» Quoted text
****************
Hence says he “But we speak wisdom among the perfect, but wisdom not of this age nor of the rulers of this age that come to naught. But we speak God's wisdom in a mystery, the hidden [wisdom] which God predetermined before the ages for our glory; which none of the rulers of the age knew (for had they known, they would not have crucified the Lord of glory) but according as it is written, Things which eye hath not seen and ear not heard, and into man's heart have not come, all that1 God prepared for those that love him, but2 God revealed to us by his Spirit; for the Spirit searcheth all things, even the depths of God.” (Ver. 6-10.)
It is not then that “wisdom” is wanting to the Christian scheme; nor could this be, for Christ who is all therein is God's wisdom which has a character, height, depth, and extent proper to God. For this reason it suits His children, at least such as are weaned from the first man and the world in which he seeks activity and exaltation; it suits in a word “the perfect” or full-grown, not the babes that are absorbed in their personal wants and care at best for milk, not for the meat which a riper condition needs for its due nourishment. Wholly apart from such wisdom as Paul spoke of is “this age,” the course of the world that now is, and this not in the lower strata only but in its “rulers” “that come to naught,” little as they themselves expect it, or those who covet their place. Blessed be the grace that has revealed the mind of heaven to man on earth, it is “God's wisdom” the apostle spoke habitually and characteristically, where it was proper to be spoken, and this “in a mystery;” not meaning by this aught that was unintelligible or vague or obscure, but truth which could not be discovered by the wit of man, and was never before made known in the living oracles of God. The faithful who were settled on the great foundations of Christianity the apostle would initiate into it. All that ignore or oppose Christ come to naught: He is God's power as His wisdom.
****************
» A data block
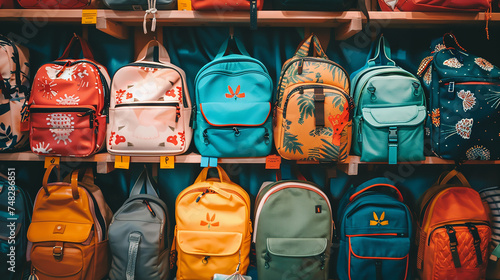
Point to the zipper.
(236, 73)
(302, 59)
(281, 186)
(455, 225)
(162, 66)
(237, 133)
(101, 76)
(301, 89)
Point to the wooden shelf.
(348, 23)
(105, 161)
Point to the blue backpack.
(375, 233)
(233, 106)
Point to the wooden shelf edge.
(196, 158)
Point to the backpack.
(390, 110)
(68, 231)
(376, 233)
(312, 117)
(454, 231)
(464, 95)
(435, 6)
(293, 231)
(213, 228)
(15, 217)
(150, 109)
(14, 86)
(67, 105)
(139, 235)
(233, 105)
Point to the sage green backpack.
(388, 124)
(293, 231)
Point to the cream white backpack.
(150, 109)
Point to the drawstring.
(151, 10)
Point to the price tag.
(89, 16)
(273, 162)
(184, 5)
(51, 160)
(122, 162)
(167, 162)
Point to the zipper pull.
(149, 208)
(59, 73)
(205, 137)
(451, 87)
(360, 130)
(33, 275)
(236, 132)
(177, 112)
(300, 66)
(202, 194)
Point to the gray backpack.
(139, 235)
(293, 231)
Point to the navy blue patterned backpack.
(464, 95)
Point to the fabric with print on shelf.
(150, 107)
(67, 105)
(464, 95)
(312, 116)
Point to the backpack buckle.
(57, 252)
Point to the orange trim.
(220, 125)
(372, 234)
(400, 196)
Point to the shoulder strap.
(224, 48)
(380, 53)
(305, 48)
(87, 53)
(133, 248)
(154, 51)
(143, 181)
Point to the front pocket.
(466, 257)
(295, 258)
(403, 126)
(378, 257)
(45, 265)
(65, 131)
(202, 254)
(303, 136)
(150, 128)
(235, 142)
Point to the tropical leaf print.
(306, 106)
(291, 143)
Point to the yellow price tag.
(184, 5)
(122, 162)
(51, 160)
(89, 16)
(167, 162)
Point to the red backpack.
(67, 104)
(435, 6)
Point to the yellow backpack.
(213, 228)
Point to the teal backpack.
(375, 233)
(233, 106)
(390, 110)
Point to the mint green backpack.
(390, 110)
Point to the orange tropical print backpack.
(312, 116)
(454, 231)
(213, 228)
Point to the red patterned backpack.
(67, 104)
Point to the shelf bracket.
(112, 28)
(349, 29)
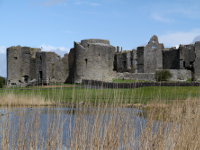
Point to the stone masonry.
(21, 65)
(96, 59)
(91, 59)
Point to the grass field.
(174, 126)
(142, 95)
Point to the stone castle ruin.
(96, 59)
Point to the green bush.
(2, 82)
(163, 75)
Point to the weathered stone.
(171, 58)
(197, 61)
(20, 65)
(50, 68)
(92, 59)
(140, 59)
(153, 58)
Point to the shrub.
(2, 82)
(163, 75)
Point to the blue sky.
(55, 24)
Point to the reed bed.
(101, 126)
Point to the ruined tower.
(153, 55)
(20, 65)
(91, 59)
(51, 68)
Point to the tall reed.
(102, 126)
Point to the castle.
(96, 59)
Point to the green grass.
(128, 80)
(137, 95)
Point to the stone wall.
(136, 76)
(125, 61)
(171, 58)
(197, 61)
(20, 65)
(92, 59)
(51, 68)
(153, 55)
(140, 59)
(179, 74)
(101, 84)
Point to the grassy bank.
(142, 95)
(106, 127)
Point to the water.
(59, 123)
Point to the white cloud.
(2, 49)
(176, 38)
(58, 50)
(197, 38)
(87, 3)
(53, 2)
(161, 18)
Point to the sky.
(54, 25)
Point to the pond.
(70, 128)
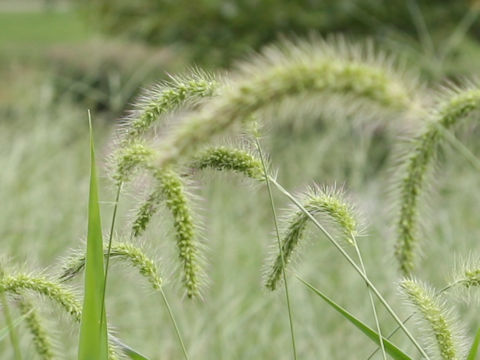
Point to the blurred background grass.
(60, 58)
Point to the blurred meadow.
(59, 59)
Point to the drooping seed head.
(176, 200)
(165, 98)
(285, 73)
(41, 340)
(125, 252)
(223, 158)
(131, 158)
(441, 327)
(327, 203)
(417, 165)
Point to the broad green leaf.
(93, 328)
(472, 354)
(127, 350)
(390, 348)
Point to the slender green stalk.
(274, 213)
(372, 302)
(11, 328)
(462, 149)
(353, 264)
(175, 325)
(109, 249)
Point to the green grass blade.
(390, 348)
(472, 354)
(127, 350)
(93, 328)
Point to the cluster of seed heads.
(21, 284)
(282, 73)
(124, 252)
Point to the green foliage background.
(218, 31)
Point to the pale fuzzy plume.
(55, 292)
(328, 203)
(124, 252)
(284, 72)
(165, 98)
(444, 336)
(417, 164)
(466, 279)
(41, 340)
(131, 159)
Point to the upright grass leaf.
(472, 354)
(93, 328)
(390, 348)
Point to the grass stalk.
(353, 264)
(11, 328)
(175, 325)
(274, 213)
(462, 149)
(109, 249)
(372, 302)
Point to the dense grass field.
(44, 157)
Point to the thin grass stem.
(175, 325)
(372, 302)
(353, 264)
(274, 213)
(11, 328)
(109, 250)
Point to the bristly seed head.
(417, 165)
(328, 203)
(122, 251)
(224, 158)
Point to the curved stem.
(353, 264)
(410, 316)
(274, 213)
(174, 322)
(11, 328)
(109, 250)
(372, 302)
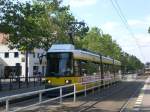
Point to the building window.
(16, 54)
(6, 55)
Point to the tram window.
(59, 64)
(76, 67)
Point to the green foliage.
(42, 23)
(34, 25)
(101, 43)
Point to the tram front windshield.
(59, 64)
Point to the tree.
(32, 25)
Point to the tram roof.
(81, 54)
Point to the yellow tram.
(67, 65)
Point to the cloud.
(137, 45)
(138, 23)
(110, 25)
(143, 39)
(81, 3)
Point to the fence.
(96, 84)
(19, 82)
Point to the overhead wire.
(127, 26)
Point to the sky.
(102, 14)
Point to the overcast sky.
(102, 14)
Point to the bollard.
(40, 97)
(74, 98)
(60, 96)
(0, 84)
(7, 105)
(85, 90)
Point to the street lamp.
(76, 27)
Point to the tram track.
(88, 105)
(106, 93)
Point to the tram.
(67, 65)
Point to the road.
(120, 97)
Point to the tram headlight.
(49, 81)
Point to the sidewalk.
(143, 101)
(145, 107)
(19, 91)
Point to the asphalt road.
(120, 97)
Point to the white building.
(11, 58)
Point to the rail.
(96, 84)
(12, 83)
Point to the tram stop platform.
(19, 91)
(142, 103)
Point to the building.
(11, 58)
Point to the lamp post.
****************
» Work to complete
Summarize the commentary on God's wisdom in two sentences. Work only from the commentary.

» Task answer
The commentary quotes Paul saying that he speaks God's wisdom in a mystery among the perfect, a wisdom not of this age or its rulers, which God revealed by his Spirit. It explains that this wisdom suits the full-grown rather than babes, and that "mystery" means truth that human wit could not discover and that was never before made known, not something vague or obscure.